* _Your task_
The complete listing should be copied out exactly.
Start of Data extracts
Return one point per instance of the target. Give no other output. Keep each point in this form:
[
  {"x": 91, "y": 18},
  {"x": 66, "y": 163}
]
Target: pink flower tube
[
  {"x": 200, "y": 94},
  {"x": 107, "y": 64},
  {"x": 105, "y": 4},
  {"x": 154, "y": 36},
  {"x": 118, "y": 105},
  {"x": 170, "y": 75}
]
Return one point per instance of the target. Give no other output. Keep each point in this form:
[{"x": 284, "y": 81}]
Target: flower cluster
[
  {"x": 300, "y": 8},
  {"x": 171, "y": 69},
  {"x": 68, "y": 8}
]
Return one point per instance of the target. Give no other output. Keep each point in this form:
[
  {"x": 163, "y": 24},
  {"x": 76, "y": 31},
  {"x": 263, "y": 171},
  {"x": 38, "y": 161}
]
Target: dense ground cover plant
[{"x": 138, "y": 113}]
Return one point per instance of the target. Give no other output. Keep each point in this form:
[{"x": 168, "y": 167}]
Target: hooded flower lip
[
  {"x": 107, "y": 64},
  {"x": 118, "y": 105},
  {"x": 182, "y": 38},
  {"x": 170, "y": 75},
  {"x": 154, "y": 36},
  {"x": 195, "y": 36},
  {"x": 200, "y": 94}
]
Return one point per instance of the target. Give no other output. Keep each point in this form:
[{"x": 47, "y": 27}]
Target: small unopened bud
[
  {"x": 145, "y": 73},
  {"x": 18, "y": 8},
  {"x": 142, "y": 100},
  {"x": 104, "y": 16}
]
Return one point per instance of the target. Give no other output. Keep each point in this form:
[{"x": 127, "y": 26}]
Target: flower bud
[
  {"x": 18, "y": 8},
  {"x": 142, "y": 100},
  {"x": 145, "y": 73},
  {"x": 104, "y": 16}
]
End of Data extracts
* _Exercise output_
Return one point per instance of the target. Give no other output. Keep each point in this form:
[
  {"x": 91, "y": 18},
  {"x": 66, "y": 163}
]
Target: pink flower tube
[
  {"x": 200, "y": 94},
  {"x": 107, "y": 64},
  {"x": 105, "y": 4},
  {"x": 154, "y": 36},
  {"x": 118, "y": 105},
  {"x": 170, "y": 75}
]
Return one point per instance of the target. Give no other output. Keep each point in this form:
[{"x": 284, "y": 81}]
Target: flower cluster
[
  {"x": 300, "y": 8},
  {"x": 171, "y": 69},
  {"x": 68, "y": 8}
]
Return one point per instance of the target. Give no other output. Keep each point in this form:
[
  {"x": 163, "y": 24},
  {"x": 76, "y": 31},
  {"x": 263, "y": 171},
  {"x": 38, "y": 161}
]
Target: dense ground cover plant
[{"x": 138, "y": 113}]
Return one point per instance of the target. Give no other output. Keep each point in this form:
[{"x": 168, "y": 167}]
Target: hooded flower lip
[
  {"x": 107, "y": 64},
  {"x": 118, "y": 105},
  {"x": 182, "y": 38},
  {"x": 170, "y": 75},
  {"x": 154, "y": 36},
  {"x": 195, "y": 36},
  {"x": 200, "y": 94}
]
Return one point per instance of the target. Give no other output. Keep each point in this form:
[{"x": 47, "y": 27}]
Target: small unopened bud
[
  {"x": 145, "y": 73},
  {"x": 18, "y": 8},
  {"x": 142, "y": 100},
  {"x": 104, "y": 16}
]
Return one point per instance of the target. Give no other output. Keep each point in this form:
[{"x": 127, "y": 26}]
Target: flower bud
[
  {"x": 18, "y": 8},
  {"x": 142, "y": 100},
  {"x": 145, "y": 73},
  {"x": 104, "y": 16}
]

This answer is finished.